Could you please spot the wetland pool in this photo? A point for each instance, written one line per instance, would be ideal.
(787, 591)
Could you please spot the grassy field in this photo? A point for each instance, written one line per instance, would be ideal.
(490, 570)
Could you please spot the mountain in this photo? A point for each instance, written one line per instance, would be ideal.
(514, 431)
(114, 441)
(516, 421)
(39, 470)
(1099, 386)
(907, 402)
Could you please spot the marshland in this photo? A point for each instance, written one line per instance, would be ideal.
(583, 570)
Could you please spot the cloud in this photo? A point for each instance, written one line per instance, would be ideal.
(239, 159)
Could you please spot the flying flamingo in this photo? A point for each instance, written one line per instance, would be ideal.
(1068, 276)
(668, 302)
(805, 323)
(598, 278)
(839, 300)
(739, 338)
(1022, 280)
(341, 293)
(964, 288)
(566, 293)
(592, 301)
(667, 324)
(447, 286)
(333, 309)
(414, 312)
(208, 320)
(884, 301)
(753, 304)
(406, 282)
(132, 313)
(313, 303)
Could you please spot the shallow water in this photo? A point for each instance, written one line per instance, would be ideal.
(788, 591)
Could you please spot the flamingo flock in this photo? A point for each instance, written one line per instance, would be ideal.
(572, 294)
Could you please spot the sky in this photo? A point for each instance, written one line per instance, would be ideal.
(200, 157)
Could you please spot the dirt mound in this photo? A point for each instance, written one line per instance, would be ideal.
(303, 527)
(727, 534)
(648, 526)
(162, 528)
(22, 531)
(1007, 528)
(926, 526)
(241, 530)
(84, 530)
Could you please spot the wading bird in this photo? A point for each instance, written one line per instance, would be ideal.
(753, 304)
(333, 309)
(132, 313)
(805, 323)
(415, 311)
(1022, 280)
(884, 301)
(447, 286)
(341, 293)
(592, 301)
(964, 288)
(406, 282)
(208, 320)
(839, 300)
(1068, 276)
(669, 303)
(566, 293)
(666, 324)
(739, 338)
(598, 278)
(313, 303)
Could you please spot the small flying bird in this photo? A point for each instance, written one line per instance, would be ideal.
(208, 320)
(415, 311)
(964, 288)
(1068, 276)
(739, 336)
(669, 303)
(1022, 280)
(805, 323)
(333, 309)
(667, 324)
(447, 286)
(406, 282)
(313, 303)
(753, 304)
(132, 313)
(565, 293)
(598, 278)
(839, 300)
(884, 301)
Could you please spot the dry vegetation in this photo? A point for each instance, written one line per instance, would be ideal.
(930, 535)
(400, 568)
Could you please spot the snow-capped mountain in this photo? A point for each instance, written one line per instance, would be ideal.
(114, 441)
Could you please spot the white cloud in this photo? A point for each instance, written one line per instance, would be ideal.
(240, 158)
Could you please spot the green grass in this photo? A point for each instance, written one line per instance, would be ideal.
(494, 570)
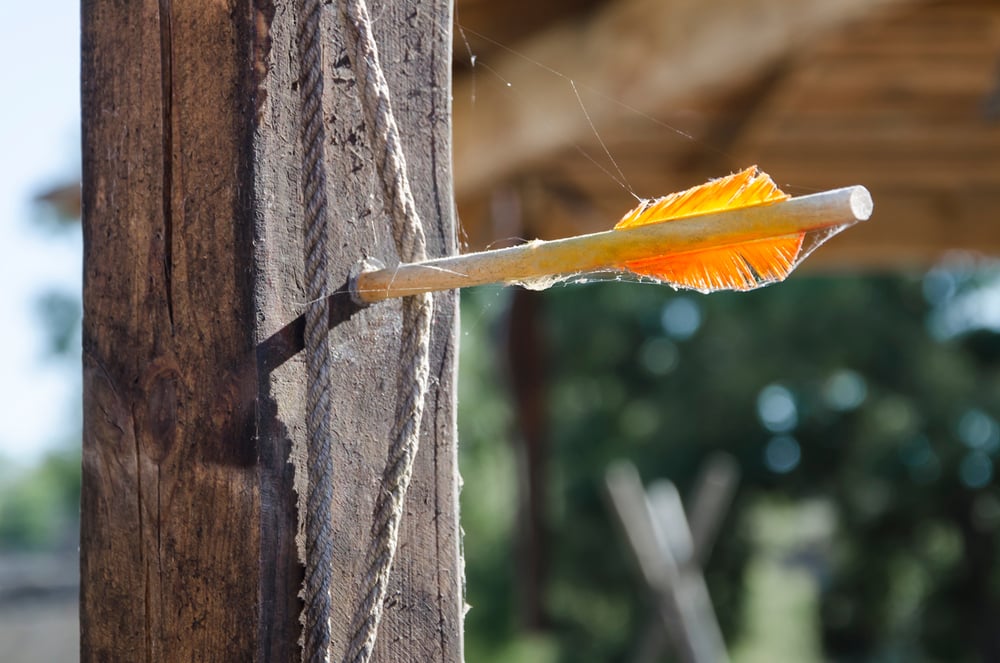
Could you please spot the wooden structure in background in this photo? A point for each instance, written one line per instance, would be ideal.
(193, 383)
(902, 97)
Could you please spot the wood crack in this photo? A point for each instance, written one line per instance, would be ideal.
(166, 105)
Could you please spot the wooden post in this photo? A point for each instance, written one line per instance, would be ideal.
(193, 379)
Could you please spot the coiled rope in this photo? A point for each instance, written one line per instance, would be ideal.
(408, 235)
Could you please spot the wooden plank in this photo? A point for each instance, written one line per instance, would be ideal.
(170, 506)
(423, 616)
(193, 297)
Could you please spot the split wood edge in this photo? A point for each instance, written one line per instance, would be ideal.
(609, 250)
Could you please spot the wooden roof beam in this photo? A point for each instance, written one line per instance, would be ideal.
(633, 55)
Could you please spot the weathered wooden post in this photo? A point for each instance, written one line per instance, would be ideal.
(193, 301)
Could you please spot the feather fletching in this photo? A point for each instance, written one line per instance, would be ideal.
(740, 266)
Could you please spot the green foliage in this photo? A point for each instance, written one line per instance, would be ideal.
(845, 390)
(38, 504)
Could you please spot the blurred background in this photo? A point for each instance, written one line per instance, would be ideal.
(854, 408)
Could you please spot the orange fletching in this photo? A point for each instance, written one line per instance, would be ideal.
(740, 266)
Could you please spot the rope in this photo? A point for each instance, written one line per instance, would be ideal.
(415, 345)
(316, 610)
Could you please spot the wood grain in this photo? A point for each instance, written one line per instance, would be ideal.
(193, 296)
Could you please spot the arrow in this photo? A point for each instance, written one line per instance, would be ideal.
(734, 233)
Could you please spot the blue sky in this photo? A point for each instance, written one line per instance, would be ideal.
(39, 146)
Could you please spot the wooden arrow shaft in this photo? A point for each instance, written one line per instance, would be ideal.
(540, 261)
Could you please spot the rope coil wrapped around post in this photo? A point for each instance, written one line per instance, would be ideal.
(415, 342)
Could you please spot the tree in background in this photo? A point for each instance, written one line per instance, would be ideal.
(40, 504)
(877, 395)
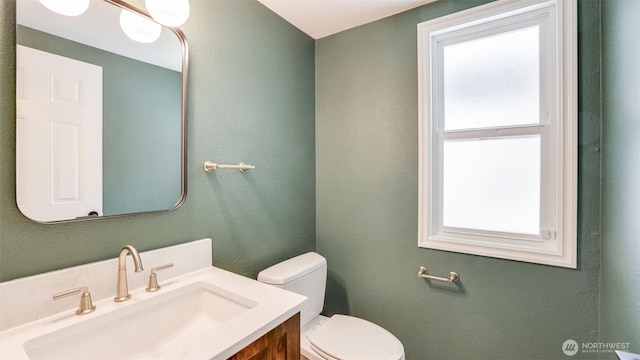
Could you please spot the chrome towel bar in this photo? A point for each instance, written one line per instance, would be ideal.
(423, 273)
(209, 166)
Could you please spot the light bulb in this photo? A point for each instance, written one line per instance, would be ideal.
(171, 13)
(66, 7)
(139, 28)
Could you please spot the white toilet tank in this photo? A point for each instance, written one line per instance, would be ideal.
(306, 275)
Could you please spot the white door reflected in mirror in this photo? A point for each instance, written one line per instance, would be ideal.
(58, 136)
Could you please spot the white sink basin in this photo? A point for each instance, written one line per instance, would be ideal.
(201, 312)
(148, 329)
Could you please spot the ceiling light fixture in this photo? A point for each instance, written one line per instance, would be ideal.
(172, 13)
(66, 7)
(139, 28)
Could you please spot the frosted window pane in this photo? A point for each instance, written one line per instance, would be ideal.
(492, 81)
(492, 184)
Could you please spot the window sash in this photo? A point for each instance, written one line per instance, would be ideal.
(556, 244)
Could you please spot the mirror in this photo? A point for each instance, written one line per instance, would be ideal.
(100, 118)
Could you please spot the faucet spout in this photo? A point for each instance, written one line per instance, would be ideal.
(122, 289)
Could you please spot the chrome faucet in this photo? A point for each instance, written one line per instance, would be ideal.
(122, 289)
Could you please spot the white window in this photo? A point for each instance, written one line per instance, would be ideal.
(498, 131)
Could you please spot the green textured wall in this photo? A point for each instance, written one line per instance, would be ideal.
(251, 99)
(367, 187)
(620, 296)
(141, 125)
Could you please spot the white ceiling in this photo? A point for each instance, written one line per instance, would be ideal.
(320, 18)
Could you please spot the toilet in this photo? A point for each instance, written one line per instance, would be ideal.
(329, 338)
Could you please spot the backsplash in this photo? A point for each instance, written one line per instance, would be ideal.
(99, 276)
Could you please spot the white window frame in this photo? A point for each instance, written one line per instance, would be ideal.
(556, 244)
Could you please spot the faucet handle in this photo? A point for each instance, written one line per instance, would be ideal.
(86, 305)
(153, 278)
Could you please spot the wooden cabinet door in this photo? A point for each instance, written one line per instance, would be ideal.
(281, 343)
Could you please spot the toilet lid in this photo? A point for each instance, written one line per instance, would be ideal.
(351, 338)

§ **What you need to do**: Restate each entry word for word; pictures stay out of the copy.

§ **Solution**:
Could you please spot the wetland pool in this photo? A point for each instance, written one line per instance, would be ideal.
(787, 591)
Could you please spot the grassy field in this photo? A point for each instance, written one line per instance, would be ideal.
(490, 570)
Could you please spot the mountain in this photo? A point for each instance, written one line per instance, would be ideal.
(514, 431)
(114, 441)
(516, 421)
(39, 470)
(1099, 386)
(907, 402)
Could you please spot the marshland in this photo? A point for each instance, written one line per instance, would be ideal.
(583, 570)
Could you please spot the cloud in this photo? A point for each instance, written one line per instance, would be ideal.
(239, 159)
Could you please spot the flying flamingo in this photo? A point for each instance, written one line per instance, would be ideal.
(1068, 276)
(668, 302)
(805, 323)
(598, 278)
(839, 300)
(739, 338)
(1022, 280)
(341, 293)
(964, 288)
(566, 293)
(592, 301)
(667, 324)
(447, 286)
(333, 309)
(414, 312)
(208, 320)
(884, 301)
(753, 304)
(406, 282)
(132, 313)
(313, 303)
Could you please spot the shallow water in this photo? A point for each instance, written one line per instance, would be ideal.
(788, 591)
Could you please spot the flamingo flock in this photo? A point for each instance, written one line per instance, would be ideal.
(572, 294)
Could you please spot the sky in this photo? A point for each instance, written one line per instance, would be ideal.
(200, 157)
Could you please spot the dirt mound in this photo? A point for each instance, written one line per instance, would be ideal.
(303, 527)
(727, 534)
(648, 526)
(162, 528)
(22, 531)
(1007, 528)
(926, 526)
(241, 530)
(84, 530)
Could you please spot the wading bird in this photo? A point for each instance, written one line per instance, would be ideal.
(753, 304)
(333, 309)
(132, 313)
(805, 323)
(415, 311)
(1022, 280)
(884, 301)
(447, 286)
(341, 293)
(592, 301)
(964, 288)
(406, 282)
(208, 320)
(839, 300)
(1068, 276)
(669, 303)
(566, 293)
(666, 324)
(739, 338)
(598, 278)
(313, 303)
Could you please spot the small flying bird in this photo? A point for each instance, written one line per instance, would be ideal.
(208, 320)
(415, 311)
(964, 288)
(1068, 276)
(739, 336)
(669, 303)
(1022, 280)
(805, 323)
(333, 309)
(667, 324)
(447, 286)
(406, 282)
(313, 303)
(753, 304)
(132, 313)
(565, 293)
(598, 278)
(839, 300)
(884, 301)
Could you please spot the dry vegetation in this photo? A point for each instance, written one line per instance, would be ideal.
(930, 535)
(400, 568)
Could you please spot the snow-capped mountain in this photo? A point for each instance, written one line per instance, would be ideal.
(114, 441)
Could you please spot the white cloud in this photo? A point for each instance, written one line per instance, would be ideal.
(240, 158)
Could you please spot the green grass in this photo? A point for each instance, written one line per instance, would be ideal.
(494, 570)
Could you please spot the wooden structure in background in this photo? A point for each instance, written one line per instance, would be ideal.
(193, 383)
(902, 97)
Could you please spot the wood crack in this photo? A point for each instance, written one line per instance, would be ideal.
(166, 105)
Could you please spot the wooden post in this photo? A point for each instance, written one line per instance, would be ideal.
(193, 379)
Could you please spot the coiled rope in this photo? A point for each instance, written one line per instance, would be ideal.
(408, 235)
Could you please spot the wooden plank in this photo? A point for each instance, written one line per instance, would be ideal.
(170, 506)
(423, 616)
(193, 297)
Could you please spot the split wood edge in this photo? A point for each instance, written one line per instance, would be ideal.
(609, 250)
Could you please spot the wooden roof beam in this photo? A point for each instance, written one line per instance, would be ideal.
(633, 55)
Could you please spot the weathered wooden post in this photo? A point for each instance, written one line per instance, would be ideal.
(193, 301)
Could you please spot the feather fletching in this photo? A point for each instance, written one line per instance, would be ideal.
(740, 266)
Could you please spot the green foliage in this photo? A point for each instance, written one line per instance, would be ideal.
(845, 390)
(38, 504)
Could you please spot the blurred background in this photo? A point for each instance, written one line per instance, would be ideal.
(854, 408)
Could you please spot the orange fletching in this photo? A point for each instance, written one line per instance, would be ideal.
(740, 266)
Could you please spot the rope in this photo? A point for each instance, written one line per instance, would be ideal.
(415, 345)
(316, 610)
Could you please spot the wood grain in this photo? A point for each instance, written one line per instance, would be ideal.
(193, 296)
Could you please spot the arrow in this photo? A point for each instance, written one line per instance, would be ideal.
(734, 233)
Could you please spot the blue sky in this photo? A point for each instance, written one line per instance, would be ideal.
(39, 146)
Could you please spot the wooden arrow shaft in this photo? A point for each instance, written one line per instance, would be ideal.
(540, 261)
Could you please spot the rope coil wrapped around post in this photo? A point for each instance, written one line per instance, would be ideal.
(415, 342)
Could you please spot the tree in background in this photo? A point for each instance, written one line per instance, would be ideal.
(40, 504)
(877, 395)
Could you please spot the chrome towel bar in this photo? A point for each instance, written one line per instance, would be ideal.
(423, 273)
(209, 166)
Could you please spot the light bulb in this photo? A point for each instance, written one line per instance, would be ideal.
(171, 13)
(66, 7)
(139, 28)
Could you please spot the white toilet tank in this photo? A point for each instance, written one line per instance, would be ideal.
(306, 275)
Could you please spot the white door reflected in mirror in this photo? A point for each instance, written one line per instance, would be ideal.
(58, 136)
Could you please spot the white sink basin in this photo? A point for each instance, written one line per instance, would be ideal.
(201, 312)
(148, 329)
Could you please spot the ceiling light fixture in this photo? A point for each instance, written one line per instance, would be ideal.
(172, 13)
(66, 7)
(139, 28)
Could you please spot the frosted window pane in this photo? A point for each instance, written one line per instance, would be ideal.
(492, 81)
(492, 184)
Could you please spot the window sash in this photo? A point for each instance, written one line per instance, would be ideal.
(556, 244)
Could you please spot the mirror in this photo? A point for each instance, written one line per instance, would be ideal.
(100, 118)
Could you please spot the faucet spout in this photo? A point for each instance, written one line per instance, would be ideal.
(122, 289)
Could you please spot the chrome faucet in this photo? A point for each instance, written one line per instance, would be ideal.
(122, 289)
Could you please spot the white window in this photo? A point for each instance, written one line per instance, would be ideal.
(498, 131)
Could you please spot the green textured wall in this photo? A point for each instance, written one line per instance, would be ideal.
(251, 99)
(367, 187)
(620, 296)
(141, 125)
Could you please spot the white ceiling in this photo? A point for each instance, written one line per instance, would be ideal.
(320, 18)
Could you please spot the toilet in this photo? A point for each instance, written one line per instance, would be ideal.
(329, 338)
Could you please spot the backsplash in this photo? A point for each instance, written one line per instance, would be ideal.
(99, 276)
Could you please spot the white window frame in this photo? A point for each instance, written one line per instance, would be ideal.
(556, 244)
Could you please spot the faucet handle in this photo? A point for each instance, written one line per instance, would be ideal.
(86, 305)
(153, 278)
Could you please spot the wooden cabinet door in this photo? A point for each instance, written one line per instance, would be ideal.
(281, 343)
Could you please spot the toilet lid in this photo? A point for each instance, written one line per instance, would be ideal.
(351, 338)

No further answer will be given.